**BRIEF**
When you reach the line containing "Target: white electrical box" in the entries below, start writing out each line exactly, and stop after the line containing "of the corrugated".

**INPUT DATA**
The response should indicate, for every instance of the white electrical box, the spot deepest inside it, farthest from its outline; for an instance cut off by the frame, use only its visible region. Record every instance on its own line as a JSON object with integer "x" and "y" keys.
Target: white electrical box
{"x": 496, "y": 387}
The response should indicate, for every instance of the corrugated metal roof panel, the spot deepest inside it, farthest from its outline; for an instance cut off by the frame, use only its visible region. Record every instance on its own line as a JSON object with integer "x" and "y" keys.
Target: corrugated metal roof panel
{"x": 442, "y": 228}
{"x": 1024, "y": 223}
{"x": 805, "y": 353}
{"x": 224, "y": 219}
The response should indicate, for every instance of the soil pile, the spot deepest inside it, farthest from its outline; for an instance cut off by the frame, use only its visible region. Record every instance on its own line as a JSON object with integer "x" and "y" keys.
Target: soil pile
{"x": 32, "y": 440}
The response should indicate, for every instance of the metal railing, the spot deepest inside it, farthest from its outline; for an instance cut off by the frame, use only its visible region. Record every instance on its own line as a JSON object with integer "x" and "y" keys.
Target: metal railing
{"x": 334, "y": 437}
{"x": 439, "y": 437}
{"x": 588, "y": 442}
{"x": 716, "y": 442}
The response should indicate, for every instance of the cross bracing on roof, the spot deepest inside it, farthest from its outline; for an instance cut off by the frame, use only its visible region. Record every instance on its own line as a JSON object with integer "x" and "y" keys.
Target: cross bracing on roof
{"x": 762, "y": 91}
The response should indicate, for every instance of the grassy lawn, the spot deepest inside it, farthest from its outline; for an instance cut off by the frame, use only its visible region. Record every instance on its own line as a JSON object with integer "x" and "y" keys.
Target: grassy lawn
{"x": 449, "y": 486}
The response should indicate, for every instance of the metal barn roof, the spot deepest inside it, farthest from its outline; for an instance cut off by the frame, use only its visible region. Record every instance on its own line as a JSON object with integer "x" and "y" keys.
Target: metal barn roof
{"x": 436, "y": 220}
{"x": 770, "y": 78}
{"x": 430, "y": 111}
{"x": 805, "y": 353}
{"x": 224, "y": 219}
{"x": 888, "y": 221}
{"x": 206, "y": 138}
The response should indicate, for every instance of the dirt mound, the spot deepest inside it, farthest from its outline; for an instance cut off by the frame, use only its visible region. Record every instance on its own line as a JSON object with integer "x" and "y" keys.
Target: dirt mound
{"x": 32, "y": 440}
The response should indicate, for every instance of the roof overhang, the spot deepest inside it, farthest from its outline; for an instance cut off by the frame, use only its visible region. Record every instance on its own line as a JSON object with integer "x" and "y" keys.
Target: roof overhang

**SOLUTION BELOW**
Target: white electrical box
{"x": 496, "y": 387}
The response should indicate, for every instance of the corrugated metal roof panel, the spot deepest inside it, farthest from its outline; for an instance cut off by the frame, use only its visible region. Record every instance on its own line as a JSON object with integer "x" and "y" keys.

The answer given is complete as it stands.